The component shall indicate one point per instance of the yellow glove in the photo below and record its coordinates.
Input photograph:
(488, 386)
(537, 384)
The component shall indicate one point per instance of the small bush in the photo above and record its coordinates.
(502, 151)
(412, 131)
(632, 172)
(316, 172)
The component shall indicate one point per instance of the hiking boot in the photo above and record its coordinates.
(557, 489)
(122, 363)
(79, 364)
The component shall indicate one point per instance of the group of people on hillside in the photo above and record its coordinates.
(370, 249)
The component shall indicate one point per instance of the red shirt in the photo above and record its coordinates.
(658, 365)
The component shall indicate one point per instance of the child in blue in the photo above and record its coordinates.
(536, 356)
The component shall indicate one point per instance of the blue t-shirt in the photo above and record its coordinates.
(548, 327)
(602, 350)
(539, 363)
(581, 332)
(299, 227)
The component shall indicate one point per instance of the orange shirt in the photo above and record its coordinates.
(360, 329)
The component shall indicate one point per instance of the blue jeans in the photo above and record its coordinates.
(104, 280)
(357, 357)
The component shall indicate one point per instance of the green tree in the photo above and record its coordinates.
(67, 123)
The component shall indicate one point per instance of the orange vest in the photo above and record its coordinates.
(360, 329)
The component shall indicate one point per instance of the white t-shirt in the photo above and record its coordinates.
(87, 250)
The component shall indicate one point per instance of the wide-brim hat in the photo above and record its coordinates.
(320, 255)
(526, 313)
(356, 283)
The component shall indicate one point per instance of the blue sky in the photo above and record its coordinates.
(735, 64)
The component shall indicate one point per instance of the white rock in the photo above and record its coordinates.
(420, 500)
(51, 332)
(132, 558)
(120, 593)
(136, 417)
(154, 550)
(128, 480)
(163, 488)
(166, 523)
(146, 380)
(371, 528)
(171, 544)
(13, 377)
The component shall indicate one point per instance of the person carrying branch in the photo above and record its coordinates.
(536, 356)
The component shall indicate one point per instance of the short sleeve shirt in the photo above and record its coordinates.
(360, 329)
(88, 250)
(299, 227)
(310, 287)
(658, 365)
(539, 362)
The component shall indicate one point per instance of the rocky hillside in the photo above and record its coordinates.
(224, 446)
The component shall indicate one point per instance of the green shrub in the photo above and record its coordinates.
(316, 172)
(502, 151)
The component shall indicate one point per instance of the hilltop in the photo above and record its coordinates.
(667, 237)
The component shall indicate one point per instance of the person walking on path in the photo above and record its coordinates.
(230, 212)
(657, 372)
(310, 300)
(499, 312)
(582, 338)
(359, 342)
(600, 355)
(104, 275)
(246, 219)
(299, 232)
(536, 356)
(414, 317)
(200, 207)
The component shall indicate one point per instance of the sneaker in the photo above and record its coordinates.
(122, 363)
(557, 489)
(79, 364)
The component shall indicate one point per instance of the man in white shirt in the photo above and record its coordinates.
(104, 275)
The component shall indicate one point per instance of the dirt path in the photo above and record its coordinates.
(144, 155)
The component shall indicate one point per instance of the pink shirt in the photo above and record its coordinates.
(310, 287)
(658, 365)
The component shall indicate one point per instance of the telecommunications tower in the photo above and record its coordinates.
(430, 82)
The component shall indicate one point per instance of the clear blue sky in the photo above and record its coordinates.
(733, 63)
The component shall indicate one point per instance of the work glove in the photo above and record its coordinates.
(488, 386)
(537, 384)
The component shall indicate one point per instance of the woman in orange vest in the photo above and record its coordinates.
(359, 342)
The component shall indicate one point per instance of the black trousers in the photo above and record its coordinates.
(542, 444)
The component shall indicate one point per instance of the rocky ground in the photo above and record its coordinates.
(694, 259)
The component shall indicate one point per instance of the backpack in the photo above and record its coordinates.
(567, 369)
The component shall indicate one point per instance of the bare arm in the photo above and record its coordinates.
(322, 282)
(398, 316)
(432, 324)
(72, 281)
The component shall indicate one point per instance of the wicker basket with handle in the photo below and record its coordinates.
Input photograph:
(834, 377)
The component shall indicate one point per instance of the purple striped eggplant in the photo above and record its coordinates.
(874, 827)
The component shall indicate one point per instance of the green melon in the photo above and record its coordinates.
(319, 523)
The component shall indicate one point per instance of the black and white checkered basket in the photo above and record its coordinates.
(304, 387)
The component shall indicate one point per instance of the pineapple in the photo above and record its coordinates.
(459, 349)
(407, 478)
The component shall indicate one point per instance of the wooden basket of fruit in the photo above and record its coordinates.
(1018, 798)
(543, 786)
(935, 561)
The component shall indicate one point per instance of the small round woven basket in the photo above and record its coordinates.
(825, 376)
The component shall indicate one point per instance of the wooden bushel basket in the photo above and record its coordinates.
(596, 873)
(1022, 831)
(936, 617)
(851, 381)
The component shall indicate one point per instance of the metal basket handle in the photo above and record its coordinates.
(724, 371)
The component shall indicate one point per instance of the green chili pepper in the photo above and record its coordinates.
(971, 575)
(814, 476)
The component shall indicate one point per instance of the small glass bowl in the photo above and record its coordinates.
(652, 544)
- - -
* **Objective**
Reproduce every one of the records above verbatim, without changing any character.

* **Answer for the task**
The component shall indicate one point per instance of the yellow glove in the photo below and record its coordinates.
Input photograph:
(488, 386)
(537, 384)
The component shall indicate one point per instance of the small bush in the photo above and record its coordinates.
(502, 151)
(412, 131)
(632, 172)
(316, 172)
The component shall indicate one point per instance of the hiking boot in the photo above and record its coordinates.
(557, 489)
(122, 363)
(79, 364)
The component shall indicate one point per instance of the group of people on hillside in the photo above and record its coordinates.
(370, 249)
The component shall indicate one point per instance of the red shirt in the photo above and record its coordinates.
(658, 365)
The component shall indicate one point per instance of the child in blue in the photo above and record its coordinates.
(536, 356)
The component shall indicate one point per instance of the blue t-shirt in the photo above and record its coordinates.
(548, 327)
(602, 350)
(539, 363)
(581, 332)
(299, 227)
The component shall indicate one point per instance of the orange shirt in the photo above and record its coordinates.
(360, 329)
The component shall indicate one point per instance of the blue jeans in the photo above and record its coordinates.
(104, 280)
(357, 357)
The component shall indicate one point per instance of the green tree in the photo above and record its coordinates.
(67, 123)
The component shall indicate one point per instance of the orange vest in the photo above and record its coordinates.
(360, 329)
The component shall indicate one point per instance of the white t-shirt in the photo above and record its coordinates.
(87, 250)
The component shall indicate one point per instance of the wide-brim hat in the photo above and record its coordinates.
(320, 255)
(526, 313)
(356, 283)
The component shall indicate one point per instance of the blue sky in the photo above and record its coordinates.
(735, 64)
The component shall indicate one point per instance of the white rock in the photo above and record its coordinates.
(420, 500)
(51, 332)
(132, 558)
(120, 593)
(136, 417)
(154, 550)
(128, 480)
(163, 488)
(166, 523)
(146, 380)
(371, 528)
(171, 544)
(13, 377)
The component shall indicate one point per instance of the person carrying branch in the photo above and record its coordinates.
(536, 356)
The component shall indicate one point per instance of the short sleeve shirt in the photo above and record its coordinates.
(360, 329)
(88, 250)
(299, 227)
(310, 287)
(658, 365)
(539, 362)
The component shall indicate one point per instance of the rocky hillside in the photo above and record its coordinates.
(224, 446)
The component shall indicate one point per instance of the green shrub in the photo above and record its coordinates.
(316, 172)
(502, 151)
The component shall indicate one point per instance of the hilltop in the photo above and record its coordinates.
(667, 237)
The component shall indicate one point per instance of the person walking on path in the photo above and record its coordinates.
(230, 212)
(657, 372)
(310, 300)
(499, 312)
(582, 338)
(359, 342)
(600, 355)
(104, 275)
(246, 219)
(299, 232)
(536, 356)
(414, 317)
(200, 207)
The component shall indicate one point per instance of the sneaker in the photo above and record its coordinates.
(122, 363)
(557, 489)
(79, 364)
The component shall indicate one point per instance of the man in white shirt in the photo above and record its coordinates.
(104, 275)
The component shall indicate one point per instance of the dirt path in the photo above and record its coordinates.
(144, 155)
The component shall indicate one point per instance of the pink shirt in the photo above and record its coordinates.
(310, 287)
(658, 365)
The component shall indicate one point per instance of the telecommunications tower in the photo above and record its coordinates.
(430, 82)
The component shall indicate one point per instance of the clear blue sky in the photo above and record its coordinates.
(733, 63)
The component shall indicate one point per instance of the work glove in the photo above and record its coordinates.
(488, 386)
(537, 384)
The component shall indicate one point per instance of the woman in orange vest in the photo above and record its coordinates.
(359, 342)
The component shall indicate one point per instance of the black trousers in the photo above and record its coordinates.
(542, 444)
The component shall indicate one point per instance of the rocky ground in the photo above and record its coordinates.
(694, 259)
The component shall indicate one point per instance of the backpack in the photo above and record its coordinates.
(567, 369)
The component shall indicate one point per instance of the bare arm in the photo above and record its coordinates.
(322, 282)
(398, 316)
(432, 324)
(72, 281)
The component shall indicate one point per instance of the wicker basket with handle in the photo below and record its coordinates.
Input photograph:
(834, 377)
The component shall indicate one point per instance of the purple striped eggplant in the photo above and record its coordinates.
(874, 827)
The component shall indicate one point per instance of the green melon in the photo above and record its coordinates.
(319, 523)
The component shall indicate one point per instance of the black and white checkered basket in the photo above and record its coordinates.
(304, 387)
The component shall indicate one point per instance of the pineapple in the photo above and record its coordinates.
(459, 349)
(407, 478)
The component shall indicate one point per instance of the wooden basket of fruit in the photo above and record its coordinates.
(1018, 798)
(543, 786)
(935, 561)
The component shall indicate one point per instance of the small round woven basket in the photo above and record its coordinates.
(825, 376)
The component shall indicate one point per instance of the wooden bushel basket in the photo above and record its coordinates.
(596, 873)
(1022, 831)
(936, 617)
(851, 381)
The component shall indicate one point per instance of the metal basket handle in the photo above and record its coordinates.
(724, 371)
The component shall indicate one point per instance of the green chili pepper in the photo above and record its coordinates.
(971, 575)
(814, 476)
The component shall indicate one point per instance of the small glass bowl in the photo above and record its coordinates.
(652, 544)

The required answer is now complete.